ASSIGNMENT. Every entry must be transcribed exactly. Pictures are not part of the copy.

(Collection entries)
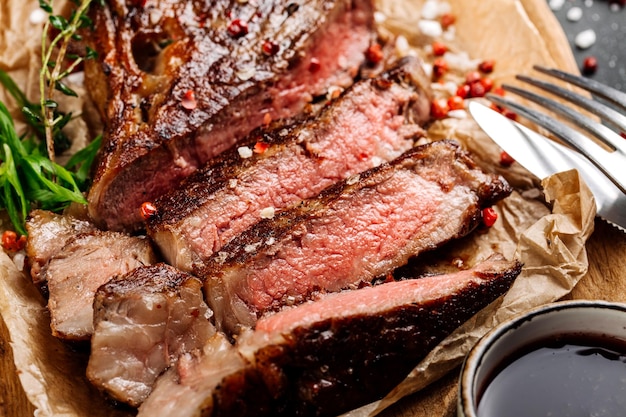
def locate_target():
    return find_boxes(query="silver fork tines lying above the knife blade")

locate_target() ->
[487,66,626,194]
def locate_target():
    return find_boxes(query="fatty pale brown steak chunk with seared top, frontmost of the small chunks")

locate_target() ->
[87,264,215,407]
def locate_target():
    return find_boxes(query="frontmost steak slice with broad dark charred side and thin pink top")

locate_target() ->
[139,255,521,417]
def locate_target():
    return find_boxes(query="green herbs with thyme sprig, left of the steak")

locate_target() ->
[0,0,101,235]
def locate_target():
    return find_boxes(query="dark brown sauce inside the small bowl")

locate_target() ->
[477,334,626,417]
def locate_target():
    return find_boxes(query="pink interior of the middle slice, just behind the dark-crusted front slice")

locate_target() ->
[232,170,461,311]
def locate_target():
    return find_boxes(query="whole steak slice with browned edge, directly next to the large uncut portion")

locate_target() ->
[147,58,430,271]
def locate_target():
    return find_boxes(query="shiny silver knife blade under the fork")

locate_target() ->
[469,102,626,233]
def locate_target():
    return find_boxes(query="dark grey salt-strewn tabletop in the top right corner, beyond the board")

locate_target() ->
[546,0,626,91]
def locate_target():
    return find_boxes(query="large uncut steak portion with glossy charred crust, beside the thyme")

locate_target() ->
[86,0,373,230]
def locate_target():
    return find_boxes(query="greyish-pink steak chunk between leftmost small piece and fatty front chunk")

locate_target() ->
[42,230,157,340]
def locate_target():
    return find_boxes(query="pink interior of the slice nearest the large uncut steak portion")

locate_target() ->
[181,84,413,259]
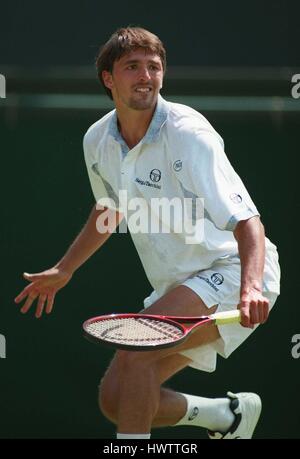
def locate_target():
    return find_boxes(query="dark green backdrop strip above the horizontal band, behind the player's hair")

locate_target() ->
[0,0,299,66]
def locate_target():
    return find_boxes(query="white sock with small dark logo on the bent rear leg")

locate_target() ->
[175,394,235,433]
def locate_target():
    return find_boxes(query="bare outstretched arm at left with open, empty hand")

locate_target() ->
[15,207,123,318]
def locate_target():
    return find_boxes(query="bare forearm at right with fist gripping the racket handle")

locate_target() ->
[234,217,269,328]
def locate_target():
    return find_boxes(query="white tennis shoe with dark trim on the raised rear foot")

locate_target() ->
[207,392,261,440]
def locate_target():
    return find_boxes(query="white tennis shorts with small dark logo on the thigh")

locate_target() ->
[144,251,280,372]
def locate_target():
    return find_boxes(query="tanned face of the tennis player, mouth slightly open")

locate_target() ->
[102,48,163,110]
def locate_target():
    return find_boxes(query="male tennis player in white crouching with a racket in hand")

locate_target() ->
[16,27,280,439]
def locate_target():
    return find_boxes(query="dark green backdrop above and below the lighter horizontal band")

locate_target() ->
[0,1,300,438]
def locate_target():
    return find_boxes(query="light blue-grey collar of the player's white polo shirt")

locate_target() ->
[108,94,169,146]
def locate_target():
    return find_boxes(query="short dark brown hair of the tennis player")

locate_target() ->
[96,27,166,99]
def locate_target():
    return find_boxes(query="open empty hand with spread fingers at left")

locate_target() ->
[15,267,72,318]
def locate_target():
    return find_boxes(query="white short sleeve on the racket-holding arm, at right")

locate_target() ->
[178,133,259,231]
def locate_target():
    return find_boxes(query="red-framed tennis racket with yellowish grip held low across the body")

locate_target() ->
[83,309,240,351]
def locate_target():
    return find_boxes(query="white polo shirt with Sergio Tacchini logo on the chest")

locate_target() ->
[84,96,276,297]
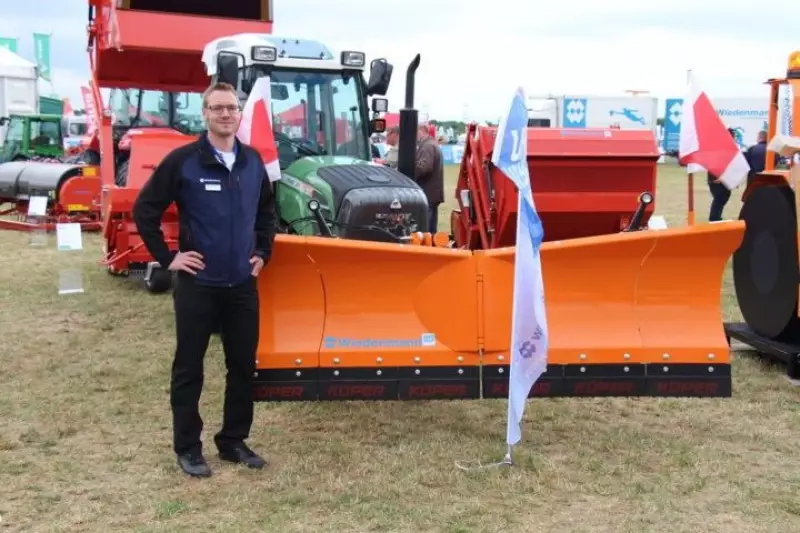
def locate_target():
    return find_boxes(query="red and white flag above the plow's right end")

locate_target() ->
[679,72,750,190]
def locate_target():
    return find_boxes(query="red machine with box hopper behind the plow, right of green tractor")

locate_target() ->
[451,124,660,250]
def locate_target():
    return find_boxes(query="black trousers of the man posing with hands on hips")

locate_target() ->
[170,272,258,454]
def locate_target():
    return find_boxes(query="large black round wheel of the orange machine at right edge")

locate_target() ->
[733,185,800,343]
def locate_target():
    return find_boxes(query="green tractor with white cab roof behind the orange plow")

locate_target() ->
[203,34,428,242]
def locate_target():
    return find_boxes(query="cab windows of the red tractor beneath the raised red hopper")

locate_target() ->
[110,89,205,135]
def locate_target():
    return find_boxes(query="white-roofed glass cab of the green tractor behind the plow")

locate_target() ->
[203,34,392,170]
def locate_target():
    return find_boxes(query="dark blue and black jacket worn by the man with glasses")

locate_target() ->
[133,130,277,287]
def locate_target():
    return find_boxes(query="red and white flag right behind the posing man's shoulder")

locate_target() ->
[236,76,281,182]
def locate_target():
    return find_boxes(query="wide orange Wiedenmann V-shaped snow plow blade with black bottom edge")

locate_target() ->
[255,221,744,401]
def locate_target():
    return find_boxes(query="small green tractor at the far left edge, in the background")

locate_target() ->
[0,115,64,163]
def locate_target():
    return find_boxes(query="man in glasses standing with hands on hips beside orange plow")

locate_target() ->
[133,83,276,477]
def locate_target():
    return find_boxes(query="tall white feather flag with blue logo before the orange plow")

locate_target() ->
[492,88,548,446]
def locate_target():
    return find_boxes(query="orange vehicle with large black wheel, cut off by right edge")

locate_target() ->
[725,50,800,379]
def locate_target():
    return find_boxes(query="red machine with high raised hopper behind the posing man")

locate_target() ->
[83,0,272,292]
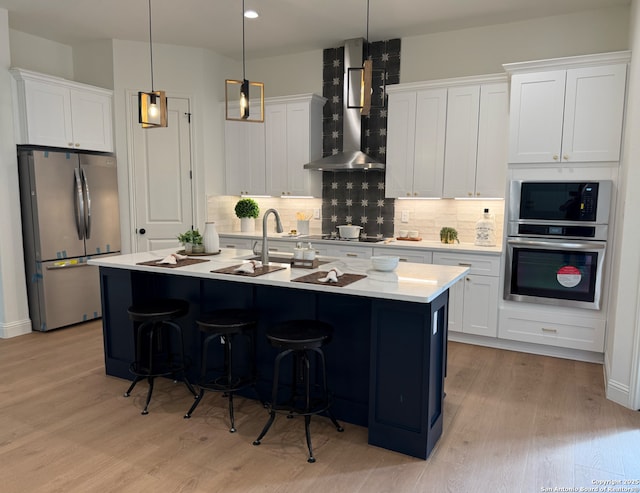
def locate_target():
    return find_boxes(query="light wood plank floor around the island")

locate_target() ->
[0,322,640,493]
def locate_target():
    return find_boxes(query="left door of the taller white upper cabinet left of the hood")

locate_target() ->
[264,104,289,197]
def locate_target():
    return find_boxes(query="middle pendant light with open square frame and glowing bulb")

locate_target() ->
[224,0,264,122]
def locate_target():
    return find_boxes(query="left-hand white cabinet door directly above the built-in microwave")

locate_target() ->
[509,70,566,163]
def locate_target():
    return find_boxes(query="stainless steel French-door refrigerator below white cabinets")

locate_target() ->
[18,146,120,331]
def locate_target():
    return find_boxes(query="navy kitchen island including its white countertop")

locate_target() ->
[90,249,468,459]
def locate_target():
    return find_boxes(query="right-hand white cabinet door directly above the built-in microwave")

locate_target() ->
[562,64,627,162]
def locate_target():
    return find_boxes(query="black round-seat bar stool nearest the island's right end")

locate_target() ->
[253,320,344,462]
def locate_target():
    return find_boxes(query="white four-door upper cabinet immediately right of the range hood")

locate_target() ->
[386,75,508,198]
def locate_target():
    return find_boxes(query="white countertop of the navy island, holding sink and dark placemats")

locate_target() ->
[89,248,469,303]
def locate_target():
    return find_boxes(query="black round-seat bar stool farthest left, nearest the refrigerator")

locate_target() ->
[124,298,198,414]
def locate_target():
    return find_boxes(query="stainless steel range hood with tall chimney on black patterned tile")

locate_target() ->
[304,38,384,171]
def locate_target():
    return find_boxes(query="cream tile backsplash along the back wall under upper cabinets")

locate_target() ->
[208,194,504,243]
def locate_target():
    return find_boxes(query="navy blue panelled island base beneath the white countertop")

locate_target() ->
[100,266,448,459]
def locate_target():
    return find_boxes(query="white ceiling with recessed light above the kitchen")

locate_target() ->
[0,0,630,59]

EXPECTED OUTPUT.
def locate_target():
    return find_boxes(query="silver fork tines lying above the knife blade")

locate_target() ->
[487,66,626,194]
def locate_target():
    return find_boxes(query="fatty pale brown steak chunk with seared top, frontmost of the small chunks")

locate_target() ->
[87,264,215,407]
def locate_target():
    return find_boxes(query="frontmost steak slice with broad dark charred side and thin pink top")

locate_target() ->
[139,255,521,417]
def locate_target():
    return find_boxes(query="green herbs with thyme sprig, left of the steak")

locate_target() ->
[0,0,101,235]
def locate_target():
    return find_boxes(query="dark brown sauce inside the small bowl")

locate_target() ->
[477,334,626,417]
def locate_target():
    return find_boxes(query="pink interior of the middle slice, just behind the dark-crusted front slice")

locate_target() ->
[232,170,461,311]
def locate_target():
    return find_boxes(query="whole steak slice with browned edge, directly next to the large uncut portion")

locate_target() ->
[147,58,430,271]
def locate_target():
    return find_boxes(query="shiny silver knife blade under the fork")

locate_target() ->
[469,102,626,233]
def locate_target():
    return find_boxes(query="dark grey salt-strewn tabletop in the top right corner, beyond the board")

locate_target() ->
[546,0,626,91]
def locate_target():
    return find_boxes(query="large uncut steak portion with glossy charred crust, beside the thyme")

locate_target() ->
[86,0,373,230]
def locate_target():
    return find_boxes(query="greyish-pink steak chunk between leftmost small piece and fatty front chunk")

locate_target() ->
[42,230,157,340]
def locate_target():
    return find_boxes(query="pink interior of the slice nearest the large uncut steak portion")

locate_target() ->
[181,84,413,259]
def locate_target():
    return find_boxes(query="dark green backdrop strip above the horizontal band, behind the player's hair")

locate_target() ->
[0,0,299,66]
def locate_target():
    return find_boxes(query="white sock with small dark logo on the bent rear leg")

locate_target() ->
[175,394,235,433]
def locate_target():
    return find_boxes(query="bare outstretched arm at left with open, empty hand")

locate_target() ->
[15,207,123,318]
def locate_target():
    return find_boxes(query="bare forearm at right with fist gripping the racket handle")

locate_target() ->
[234,217,269,328]
def locate_target():
    return find_boxes(query="white tennis shoe with dark trim on the raised rear foot")

locate_target() ->
[207,392,261,440]
def locate_target():
    return find_boxes(query="white tennis shorts with small dark logo on the thigh")

locate_target() ->
[144,251,280,372]
def locate_target():
    return find_boxes(query="tanned face of the tennis player, mouth slightly open")

locate_target() ->
[102,48,163,110]
def locate_target():
    return find_boxes(query="male tennis player in white crouching with a racket in hand")

locate_target() ->
[16,27,280,439]
def locate_target():
    return find_boxes(query="dark green backdrop above and below the lighter horizontal band")

locate_target() ->
[0,1,300,438]
def locate_target():
    return find_boxes(query="light blue-grey collar of the player's white polo shirt")

locate_target() ->
[108,94,169,146]
def locate_target():
    return find_boxes(query="short dark brown hair of the tennis player")

locate_target() ->
[96,27,166,99]
def locate_target():
    return find_boxes(query="open empty hand with spread fingers at left")

locate_target() ->
[15,267,72,318]
def locate_target():
    return find_boxes(query="white short sleeve on the racket-holding arm, at right")

locate_target() ->
[178,133,259,231]
def locate_target():
    return find_boxes(query="red-framed tennis racket with yellowish grip held low across the body")

locate_target() ->
[83,309,240,351]
def locate_target():
    return find_boxes(query="white polo shirt with Sergio Tacchini logo on the chest")

locate_target() ->
[84,96,276,297]
def locate_target():
    return find_boxes(query="red and white flag above the plow's right end")

locate_target() ->
[679,72,750,190]
def locate_target():
    return find_boxes(query="red machine with box hopper behind the plow, right of green tractor")

locate_target() ->
[451,124,660,250]
def locate_target():
    return find_boxes(query="black trousers of the man posing with hands on hips")

locate_target() ->
[170,272,258,454]
def locate_target():
    return find_boxes(query="large black round wheel of the orange machine at right edge")

locate_target() ->
[733,185,800,343]
def locate_target():
    return find_boxes(query="green tractor with white cab roof behind the orange plow")

locate_target() ->
[203,34,428,242]
def locate_target():
    return find_boxes(query="cab windows of the red tractor beneath the raised red hopper")

locate_target() ->
[110,89,205,135]
def locate_target():
    return find_boxes(query="white-roofed glass cab of the green tractor behind the plow")

locate_target() ->
[203,34,392,170]
def locate_target():
    return find_boxes(query="dark blue and black jacket worn by the man with glasses")

locate_target() ->
[133,130,277,287]
def locate_target():
    return find_boxes(query="red and white flag right behind the posing man's shoulder")

locate_target() ->
[236,76,281,182]
def locate_target():
    return find_boxes(query="wide orange Wiedenmann V-shaped snow plow blade with black bottom edge")

locate_target() ->
[255,221,744,401]
def locate_target():
    return find_boxes(query="small green tractor at the far left edge, in the background")

locate_target() ->
[0,115,64,163]
def locate_target():
    return find_boxes(query="man in glasses standing with hands on hips beside orange plow")

locate_target() ->
[133,83,276,477]
def locate_target():
    return find_boxes(query="tall white feather flag with blue logo before the orange plow")

locate_target() ->
[492,88,548,446]
def locate_target():
    return find_boxes(query="orange vehicle with large black wheel, cut off by right edge")

locate_target() ->
[725,50,800,379]
def locate_target():
    return find_boxes(query="red machine with high raised hopper behind the posing man")

locate_target() ->
[83,0,272,292]
def locate_target():
    return find_boxes(query="light wood plank floor around the island")

locate_target() ->
[0,322,640,493]
def locate_target():
    return find_boxes(query="left door of the taller white upper cabinet left of the hood")

locate_target() ->
[264,104,289,197]
def locate_target():
    return find_boxes(query="middle pendant light with open square frame and glowing bulb")

locate_target() ->
[224,0,264,122]
def locate_target():
    return find_boxes(query="left-hand white cabinet door directly above the built-in microwave")

locate_target() ->
[509,70,566,163]
def locate_target():
    return find_boxes(query="stainless steel French-door refrigerator below white cabinets")

locate_target() ->
[18,146,120,331]
def locate_target():
    return find_boxes(query="navy kitchen island including its white countertop")

locate_target() ->
[90,249,468,459]
def locate_target():
    return find_boxes(query="right-hand white cabinet door directly above the built-in microwave")

locate_target() ->
[562,64,627,162]
def locate_target():
    return find_boxes(query="black round-seat bar stool nearest the island's right end")

locate_target() ->
[253,320,344,462]
def locate_target():
    return find_boxes(query="white four-door upper cabinet immediately right of the range hood")

locate_target() ->
[386,75,508,198]
def locate_target():
    return find_boxes(query="white countertop of the navy island, holding sink and dark placemats")

locate_target() ->
[89,248,469,303]
def locate_target():
    return find_boxes(query="black round-seat bar stool farthest left, nearest the refrigerator")

locate_target() ->
[124,298,198,414]
def locate_target():
    return find_boxes(query="stainless steel range hood with tall chimney on black patterned tile")

locate_target() ->
[304,38,384,171]
def locate_target():
    return find_boxes(query="cream tile backsplash along the back wall under upper cabinets")

locate_target() ->
[208,194,504,243]
def locate_target():
    return find_boxes(query="navy blue panelled island base beneath the white countertop")

locate_target() ->
[100,266,448,459]
def locate_target():
    return find_boxes(query="white ceiling with recessed light above the kitchen")

locate_target() ->
[0,0,630,59]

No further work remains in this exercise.